- Description of the task:
Copy, exactly and without additions, every line in the records below from the one holding "mark the blue shelter | one pin per instance." through the one holding "mark the beach hut | one pin per instance.", both ends included.

- Opening Delimiter -

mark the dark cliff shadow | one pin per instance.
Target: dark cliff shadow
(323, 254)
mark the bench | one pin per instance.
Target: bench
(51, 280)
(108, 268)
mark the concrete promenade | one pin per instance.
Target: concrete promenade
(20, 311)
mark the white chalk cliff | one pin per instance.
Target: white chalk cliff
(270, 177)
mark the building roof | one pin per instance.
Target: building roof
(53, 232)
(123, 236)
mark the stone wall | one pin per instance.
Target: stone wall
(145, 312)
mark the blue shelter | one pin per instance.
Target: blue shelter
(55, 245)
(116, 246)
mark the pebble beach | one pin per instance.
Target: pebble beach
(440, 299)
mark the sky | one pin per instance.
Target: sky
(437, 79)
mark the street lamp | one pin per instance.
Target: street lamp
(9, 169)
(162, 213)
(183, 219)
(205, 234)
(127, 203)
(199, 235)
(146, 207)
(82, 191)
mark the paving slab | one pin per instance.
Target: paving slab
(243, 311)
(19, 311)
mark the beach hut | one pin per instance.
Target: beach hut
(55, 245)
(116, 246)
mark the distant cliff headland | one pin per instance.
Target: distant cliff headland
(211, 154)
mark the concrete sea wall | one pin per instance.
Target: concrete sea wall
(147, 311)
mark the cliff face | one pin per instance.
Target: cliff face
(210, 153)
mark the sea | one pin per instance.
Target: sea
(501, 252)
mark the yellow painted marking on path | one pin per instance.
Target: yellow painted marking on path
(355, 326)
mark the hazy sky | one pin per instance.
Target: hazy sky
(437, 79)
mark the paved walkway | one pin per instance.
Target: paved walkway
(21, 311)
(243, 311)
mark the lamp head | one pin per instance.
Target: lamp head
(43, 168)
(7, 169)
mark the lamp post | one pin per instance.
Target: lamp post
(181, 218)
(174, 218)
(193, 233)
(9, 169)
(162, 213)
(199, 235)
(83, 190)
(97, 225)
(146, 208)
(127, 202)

- Closing Delimiter -

- Reply to the task:
mark the blue shelter | one pin per instance.
Target: blue shelter
(55, 245)
(116, 246)
mark the pebble beach | one pin per instance.
Target: pebble beach
(440, 299)
mark the sky | one pin per instance.
Target: sky
(437, 79)
mark the street lamp | one pin per instance.
Target: street lamp
(9, 169)
(162, 213)
(183, 219)
(205, 234)
(127, 203)
(199, 235)
(146, 207)
(82, 191)
mark the paving slab | one pin per instance.
Target: paving slab
(243, 311)
(19, 311)
mark the beach hut | one pin per instance.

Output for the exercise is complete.